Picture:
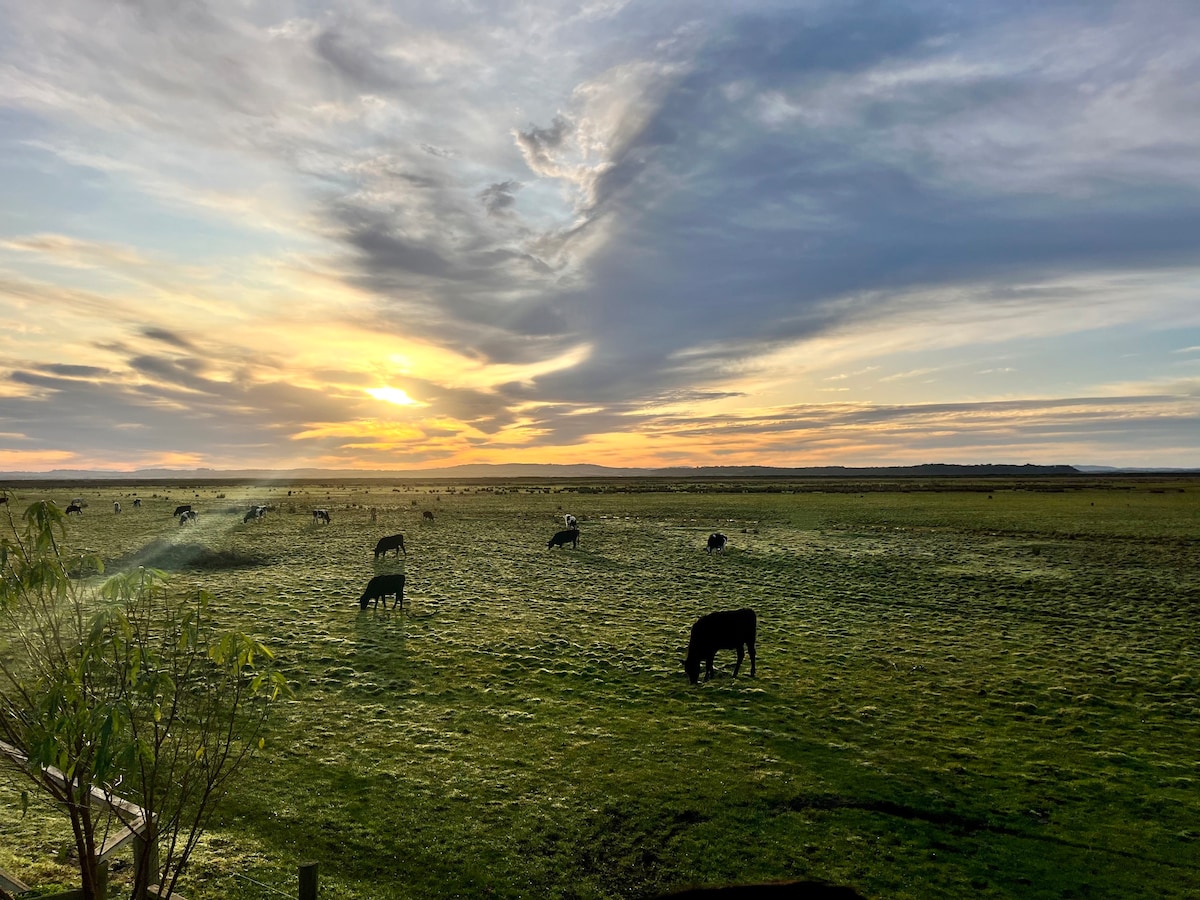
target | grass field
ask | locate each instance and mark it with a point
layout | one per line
(979, 690)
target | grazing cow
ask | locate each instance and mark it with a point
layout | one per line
(381, 587)
(726, 630)
(562, 538)
(394, 541)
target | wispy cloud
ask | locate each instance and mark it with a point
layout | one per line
(603, 229)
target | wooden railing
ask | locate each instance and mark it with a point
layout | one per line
(132, 829)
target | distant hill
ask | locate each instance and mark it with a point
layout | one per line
(534, 471)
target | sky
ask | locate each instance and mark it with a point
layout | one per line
(372, 234)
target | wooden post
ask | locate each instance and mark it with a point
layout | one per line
(307, 881)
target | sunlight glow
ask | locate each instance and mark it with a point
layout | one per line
(393, 395)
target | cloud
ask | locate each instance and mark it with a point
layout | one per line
(712, 202)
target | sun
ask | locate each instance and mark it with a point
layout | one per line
(393, 395)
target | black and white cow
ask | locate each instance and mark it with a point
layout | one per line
(393, 541)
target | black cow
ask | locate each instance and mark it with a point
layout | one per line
(381, 587)
(563, 538)
(726, 630)
(394, 541)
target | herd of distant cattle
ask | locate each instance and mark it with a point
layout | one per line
(723, 630)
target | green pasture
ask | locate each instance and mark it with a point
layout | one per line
(982, 689)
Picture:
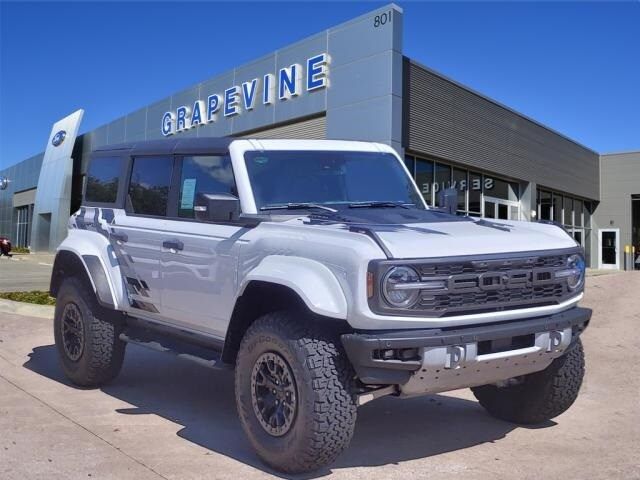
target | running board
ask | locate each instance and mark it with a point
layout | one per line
(203, 356)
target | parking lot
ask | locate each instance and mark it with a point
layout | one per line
(168, 418)
(25, 272)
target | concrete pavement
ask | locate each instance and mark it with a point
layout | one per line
(167, 418)
(25, 272)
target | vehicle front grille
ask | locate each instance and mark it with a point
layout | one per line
(477, 286)
(485, 284)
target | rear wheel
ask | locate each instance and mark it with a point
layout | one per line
(540, 396)
(91, 354)
(294, 392)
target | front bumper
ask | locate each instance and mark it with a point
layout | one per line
(446, 359)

= = = = = = =

§ **About this exercise**
Some lines in the records may hold "distant"; state how many do, and give no more than that number.

§ **Result of this exercise**
2